Starting with the line with "yellow grass as a single marker per instance." and going on through the line with "point(227, 207)", write those lines out again with "yellow" replaced by "golden" and nothing else changed.
═══ TASK DATA
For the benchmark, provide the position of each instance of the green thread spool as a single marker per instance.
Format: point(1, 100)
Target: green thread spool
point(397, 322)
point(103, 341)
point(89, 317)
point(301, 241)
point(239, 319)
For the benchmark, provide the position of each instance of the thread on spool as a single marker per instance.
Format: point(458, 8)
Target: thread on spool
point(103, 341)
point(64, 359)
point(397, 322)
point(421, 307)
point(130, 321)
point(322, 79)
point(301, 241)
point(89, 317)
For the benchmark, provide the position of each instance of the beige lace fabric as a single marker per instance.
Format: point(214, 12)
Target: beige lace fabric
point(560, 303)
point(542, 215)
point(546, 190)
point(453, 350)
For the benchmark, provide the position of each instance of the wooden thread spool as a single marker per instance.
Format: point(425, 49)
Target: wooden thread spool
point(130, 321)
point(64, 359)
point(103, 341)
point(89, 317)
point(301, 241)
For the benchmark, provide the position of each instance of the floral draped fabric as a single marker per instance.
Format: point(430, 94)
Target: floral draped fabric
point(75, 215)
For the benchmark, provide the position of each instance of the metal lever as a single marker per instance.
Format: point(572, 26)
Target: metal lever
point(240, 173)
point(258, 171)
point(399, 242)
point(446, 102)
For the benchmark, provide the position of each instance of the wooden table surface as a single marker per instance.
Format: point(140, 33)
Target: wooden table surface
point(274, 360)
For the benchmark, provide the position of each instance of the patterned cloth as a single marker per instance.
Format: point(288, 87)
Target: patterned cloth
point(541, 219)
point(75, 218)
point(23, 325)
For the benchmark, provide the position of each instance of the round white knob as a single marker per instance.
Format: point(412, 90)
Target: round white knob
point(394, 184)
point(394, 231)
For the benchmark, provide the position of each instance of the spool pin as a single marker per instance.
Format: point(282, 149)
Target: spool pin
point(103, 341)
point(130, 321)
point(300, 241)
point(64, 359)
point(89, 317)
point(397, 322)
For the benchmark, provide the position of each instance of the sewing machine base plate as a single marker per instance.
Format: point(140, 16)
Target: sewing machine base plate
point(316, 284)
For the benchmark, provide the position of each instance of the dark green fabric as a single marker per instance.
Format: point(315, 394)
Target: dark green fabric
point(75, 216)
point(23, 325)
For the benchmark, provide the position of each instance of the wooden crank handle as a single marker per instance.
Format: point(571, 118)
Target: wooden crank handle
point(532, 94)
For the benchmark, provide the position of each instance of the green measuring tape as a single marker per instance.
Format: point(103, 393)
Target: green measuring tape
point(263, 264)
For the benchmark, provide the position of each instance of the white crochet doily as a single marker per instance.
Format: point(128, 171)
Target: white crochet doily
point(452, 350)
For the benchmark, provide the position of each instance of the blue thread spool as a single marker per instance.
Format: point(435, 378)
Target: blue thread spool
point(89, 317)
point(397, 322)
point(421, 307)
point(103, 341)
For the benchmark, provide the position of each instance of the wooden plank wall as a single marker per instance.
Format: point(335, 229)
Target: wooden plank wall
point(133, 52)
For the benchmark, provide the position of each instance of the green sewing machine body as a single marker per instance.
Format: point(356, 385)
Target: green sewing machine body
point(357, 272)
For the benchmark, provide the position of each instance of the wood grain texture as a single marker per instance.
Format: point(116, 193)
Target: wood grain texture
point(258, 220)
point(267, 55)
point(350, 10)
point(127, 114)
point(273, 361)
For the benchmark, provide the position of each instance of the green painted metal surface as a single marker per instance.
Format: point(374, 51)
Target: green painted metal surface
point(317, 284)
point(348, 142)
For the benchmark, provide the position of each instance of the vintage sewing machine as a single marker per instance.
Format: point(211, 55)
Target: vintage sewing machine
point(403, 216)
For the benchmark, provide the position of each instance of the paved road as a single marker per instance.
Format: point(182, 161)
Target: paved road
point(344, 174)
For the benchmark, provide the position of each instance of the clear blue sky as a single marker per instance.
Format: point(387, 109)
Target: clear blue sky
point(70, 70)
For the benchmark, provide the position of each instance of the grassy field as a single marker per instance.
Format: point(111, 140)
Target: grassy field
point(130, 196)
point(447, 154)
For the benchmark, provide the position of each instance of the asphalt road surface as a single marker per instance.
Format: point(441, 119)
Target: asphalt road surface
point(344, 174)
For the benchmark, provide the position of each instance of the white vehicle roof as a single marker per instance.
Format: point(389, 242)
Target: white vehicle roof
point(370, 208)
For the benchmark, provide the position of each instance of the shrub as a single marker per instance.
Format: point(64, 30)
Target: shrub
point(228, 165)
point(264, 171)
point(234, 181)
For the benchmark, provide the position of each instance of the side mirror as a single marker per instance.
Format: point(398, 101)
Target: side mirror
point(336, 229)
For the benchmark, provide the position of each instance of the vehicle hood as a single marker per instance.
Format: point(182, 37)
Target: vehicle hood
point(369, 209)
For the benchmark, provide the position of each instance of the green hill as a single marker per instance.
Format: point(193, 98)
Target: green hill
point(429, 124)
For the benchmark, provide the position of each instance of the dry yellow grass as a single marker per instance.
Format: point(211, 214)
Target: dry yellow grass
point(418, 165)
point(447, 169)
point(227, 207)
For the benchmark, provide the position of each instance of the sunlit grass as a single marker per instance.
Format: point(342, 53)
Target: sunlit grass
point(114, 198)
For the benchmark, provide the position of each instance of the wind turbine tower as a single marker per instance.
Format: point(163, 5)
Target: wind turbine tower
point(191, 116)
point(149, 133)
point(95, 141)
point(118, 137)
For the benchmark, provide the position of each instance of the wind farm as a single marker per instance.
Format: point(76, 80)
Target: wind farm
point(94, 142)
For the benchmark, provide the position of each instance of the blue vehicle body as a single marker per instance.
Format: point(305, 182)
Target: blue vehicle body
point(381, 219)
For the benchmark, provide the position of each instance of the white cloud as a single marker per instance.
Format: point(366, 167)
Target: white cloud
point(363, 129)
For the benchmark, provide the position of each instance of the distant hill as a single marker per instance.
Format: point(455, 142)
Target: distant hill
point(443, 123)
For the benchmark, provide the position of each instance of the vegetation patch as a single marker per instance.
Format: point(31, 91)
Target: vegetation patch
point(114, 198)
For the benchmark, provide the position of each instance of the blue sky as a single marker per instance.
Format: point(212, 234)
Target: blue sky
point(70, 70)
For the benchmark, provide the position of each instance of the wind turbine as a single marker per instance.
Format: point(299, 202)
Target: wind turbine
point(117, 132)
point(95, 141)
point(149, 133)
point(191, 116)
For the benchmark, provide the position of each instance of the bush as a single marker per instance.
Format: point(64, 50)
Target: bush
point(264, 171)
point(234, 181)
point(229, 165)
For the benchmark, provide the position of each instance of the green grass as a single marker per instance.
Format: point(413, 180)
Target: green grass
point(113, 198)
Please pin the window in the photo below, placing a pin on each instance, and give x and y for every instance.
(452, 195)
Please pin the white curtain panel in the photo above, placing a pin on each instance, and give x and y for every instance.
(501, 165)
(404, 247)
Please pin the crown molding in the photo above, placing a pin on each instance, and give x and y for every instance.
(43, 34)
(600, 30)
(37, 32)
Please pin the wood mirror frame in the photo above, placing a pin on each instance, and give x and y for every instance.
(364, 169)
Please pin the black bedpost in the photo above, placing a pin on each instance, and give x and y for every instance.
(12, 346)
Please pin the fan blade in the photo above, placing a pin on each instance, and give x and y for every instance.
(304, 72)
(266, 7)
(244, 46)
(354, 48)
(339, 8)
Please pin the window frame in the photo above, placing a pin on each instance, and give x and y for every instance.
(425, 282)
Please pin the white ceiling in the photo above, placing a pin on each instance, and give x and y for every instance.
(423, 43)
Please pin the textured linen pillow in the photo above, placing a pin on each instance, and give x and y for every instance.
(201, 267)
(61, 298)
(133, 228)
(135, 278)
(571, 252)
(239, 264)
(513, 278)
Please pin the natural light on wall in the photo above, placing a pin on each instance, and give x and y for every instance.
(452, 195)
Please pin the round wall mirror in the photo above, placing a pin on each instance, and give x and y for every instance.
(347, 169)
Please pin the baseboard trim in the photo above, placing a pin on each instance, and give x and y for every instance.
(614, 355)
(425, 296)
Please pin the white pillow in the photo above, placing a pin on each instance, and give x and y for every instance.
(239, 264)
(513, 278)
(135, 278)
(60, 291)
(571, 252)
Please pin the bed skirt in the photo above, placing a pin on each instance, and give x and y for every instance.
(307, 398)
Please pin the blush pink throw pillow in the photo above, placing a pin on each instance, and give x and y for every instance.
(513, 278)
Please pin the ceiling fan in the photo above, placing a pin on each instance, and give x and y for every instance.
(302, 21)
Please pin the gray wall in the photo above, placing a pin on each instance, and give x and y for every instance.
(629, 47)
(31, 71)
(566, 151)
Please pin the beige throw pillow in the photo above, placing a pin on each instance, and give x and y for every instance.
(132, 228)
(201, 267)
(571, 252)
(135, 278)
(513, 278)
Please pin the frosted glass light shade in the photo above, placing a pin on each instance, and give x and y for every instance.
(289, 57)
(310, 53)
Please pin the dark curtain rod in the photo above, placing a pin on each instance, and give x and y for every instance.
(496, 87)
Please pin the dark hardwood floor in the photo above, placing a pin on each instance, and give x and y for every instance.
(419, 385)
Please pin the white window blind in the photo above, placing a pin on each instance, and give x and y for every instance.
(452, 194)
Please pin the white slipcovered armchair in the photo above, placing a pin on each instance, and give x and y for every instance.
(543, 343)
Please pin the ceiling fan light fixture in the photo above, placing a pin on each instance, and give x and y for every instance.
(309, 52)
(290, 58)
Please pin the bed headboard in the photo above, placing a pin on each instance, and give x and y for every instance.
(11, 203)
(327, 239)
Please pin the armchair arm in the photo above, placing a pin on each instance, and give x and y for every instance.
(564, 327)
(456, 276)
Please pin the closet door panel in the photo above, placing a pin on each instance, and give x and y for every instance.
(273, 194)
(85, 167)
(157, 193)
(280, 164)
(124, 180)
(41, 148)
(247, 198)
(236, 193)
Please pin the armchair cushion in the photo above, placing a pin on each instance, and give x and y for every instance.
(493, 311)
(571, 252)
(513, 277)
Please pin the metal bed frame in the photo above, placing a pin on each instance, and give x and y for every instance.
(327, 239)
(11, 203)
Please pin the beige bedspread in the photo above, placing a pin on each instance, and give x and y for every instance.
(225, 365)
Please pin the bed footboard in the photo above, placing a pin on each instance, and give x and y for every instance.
══════
> RESULT OF THE EXERCISE:
For the benchmark, provide the position of each instance of the dry golden grass as a single marker per instance.
Format: point(211, 214)
Target: dry golden grass
point(418, 165)
point(447, 169)
point(227, 207)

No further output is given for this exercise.